##### ARTICLE #####

Ideas on Universal Design for Learning

In this Kappa Delta Pi Record article, Susan Trostle Brand (University of Rhode Island/Kingston), Antoinette Favazza (University of Rhode Island), and Elizabeth Dalton (TechACCESS) present ways that teachers can use Universal Design for Learning to make lessons accessible to students with a wide spectrum of learning styles and abilities:

Multiple means of representation – Giving students options for perception, language and symbols, and comprehension:

-   Perception – Presenting information, concepts, and assessments in a variety of formats, including PowerPoints, interactive whiteboards, dry erase boards, storyboards, flip charts, graphic organizers, video clips, and using physical props.

-   Language and symbols – Using body language, facial expressions, and gestures and linking illustrations to words, making text-to-chart connections, and providing graphics and animation.

-   Comprehension – Activating students’ prior knowledge through brainstorming, reflecting on feedback, K-W-L charts, and scaffolding as students complete a study guide.

Multiple means for engagement – A constructivist approach can support active engagement through:

-   Recruiting student interest – Making the curriculum relevant by integrating children’s life experiences and prior knowledge.

-   Sustaining effort and persistence – Communicating specific goals, standards, and short-term objectives, varying the level of challenge and support, fostering collaboration and communication among peers, and encouraging effort, practice, and mastery.

#####

(REQUIREMENT 1): Reproduce the whole article on Universal Design for Learning word for word.
The article and the records are unrelated to each other.

##### MATERIAL PROVIDED #####

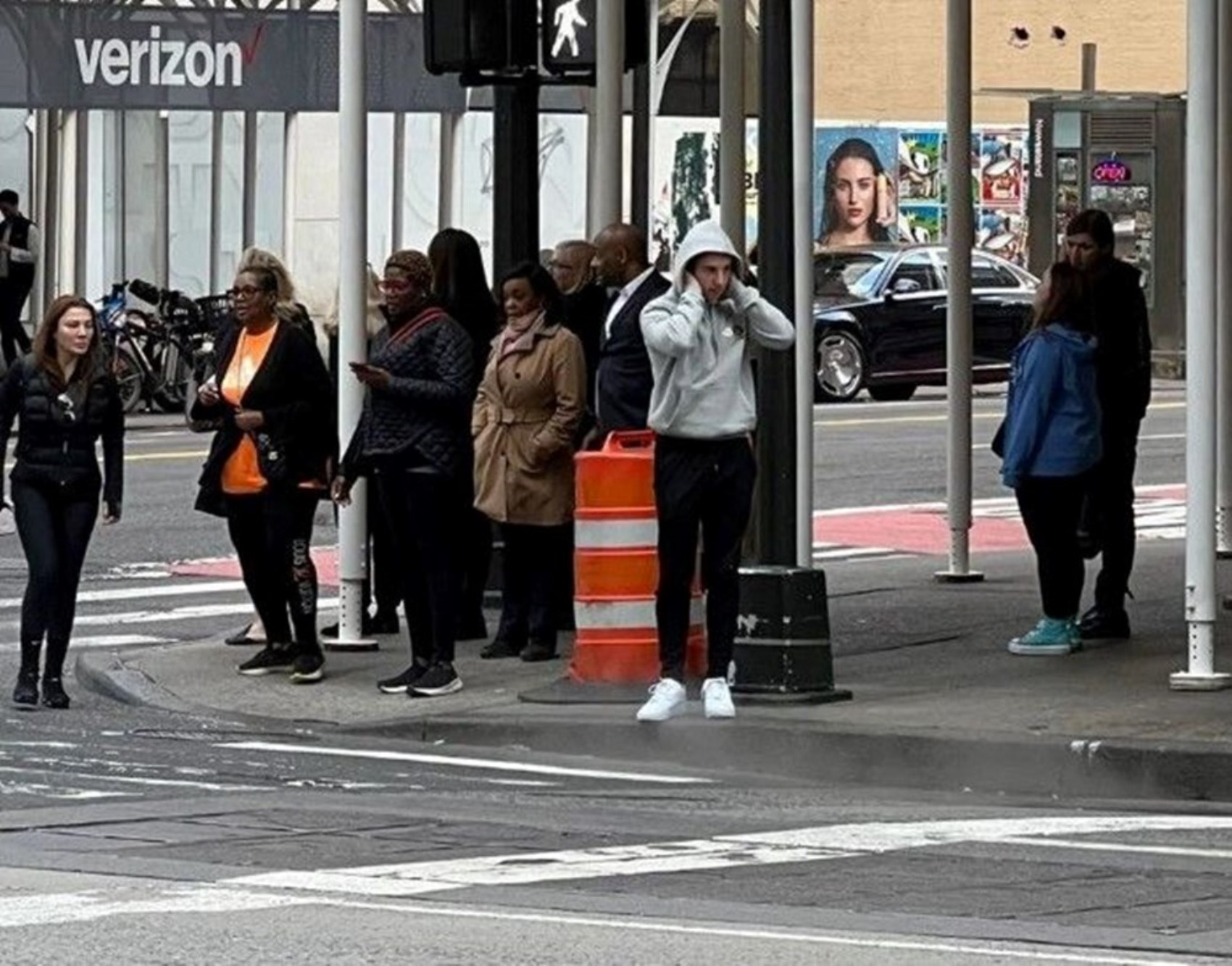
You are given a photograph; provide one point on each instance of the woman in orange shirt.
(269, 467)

#####
##### MATERIAL PROVIDED #####

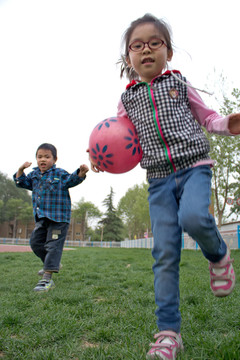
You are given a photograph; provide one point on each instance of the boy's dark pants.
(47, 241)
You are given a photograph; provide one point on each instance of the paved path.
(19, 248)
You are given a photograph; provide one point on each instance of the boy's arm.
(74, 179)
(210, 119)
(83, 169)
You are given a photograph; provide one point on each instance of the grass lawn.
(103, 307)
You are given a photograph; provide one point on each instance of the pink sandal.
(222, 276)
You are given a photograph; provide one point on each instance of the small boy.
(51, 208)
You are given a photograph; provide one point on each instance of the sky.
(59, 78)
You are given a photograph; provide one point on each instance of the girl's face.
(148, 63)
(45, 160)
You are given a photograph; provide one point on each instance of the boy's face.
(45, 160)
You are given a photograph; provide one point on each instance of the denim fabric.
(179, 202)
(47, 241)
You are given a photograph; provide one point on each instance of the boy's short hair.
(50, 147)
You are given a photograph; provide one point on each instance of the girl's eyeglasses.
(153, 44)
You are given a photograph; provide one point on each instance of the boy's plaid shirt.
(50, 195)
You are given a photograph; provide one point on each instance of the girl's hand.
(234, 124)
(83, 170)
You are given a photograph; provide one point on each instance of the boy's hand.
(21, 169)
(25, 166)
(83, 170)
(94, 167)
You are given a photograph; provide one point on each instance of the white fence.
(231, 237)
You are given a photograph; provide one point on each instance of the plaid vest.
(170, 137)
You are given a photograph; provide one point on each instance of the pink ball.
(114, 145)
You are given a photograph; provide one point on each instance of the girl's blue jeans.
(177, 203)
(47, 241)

#####

(REQUIREMENT 2): Show each line in the records that contains the word "plaid".

(COMPLETE OUTPUT 1):
Ideas on Universal Design for Learning

In this Kappa Delta Pi Record article, Susan Trostle Brand (University of Rhode Island/Kingston), Antoinette Favazza (University of Rhode Island), and Elizabeth Dalton (TechACCESS) present ways that teachers can use Universal Design for Learning to make lessons accessible to students with a wide spectrum of learning styles and abilities:

Multiple means of representation – Giving students options for perception, language and symbols, and comprehension:

-   Perception – Presenting information, concepts, and assessments in a variety of formats, including PowerPoints, interactive whiteboards, dry erase boards, storyboards, flip charts, graphic organizers, video clips, and using physical props.

-   Language and symbols – Using body language, facial expressions, and gestures and linking illustrations to words, making text-to-chart connections, and providing graphics and animation.

-   Comprehension – Activating students’ prior knowledge through brainstorming, reflecting on feedback, K-W-L charts, and scaffolding as students complete a study guide.

Multiple means for engagement – A constructivist approach can support active engagement through:

-   Recruiting student interest – Making the curriculum relevant by integrating children’s life experiences and prior knowledge.

-   Sustaining effort and persistence – Communicating specific goals, standards, and short-term objectives, varying the level of challenge and support, fostering collaboration and communication among peers, and encouraging effort, practice, and mastery.

(COMPLETE OUTPUT 2):
You are given a photograph; provide one point on each instance of the boy's plaid shirt.
You are given a photograph; provide one point on each instance of the plaid vest.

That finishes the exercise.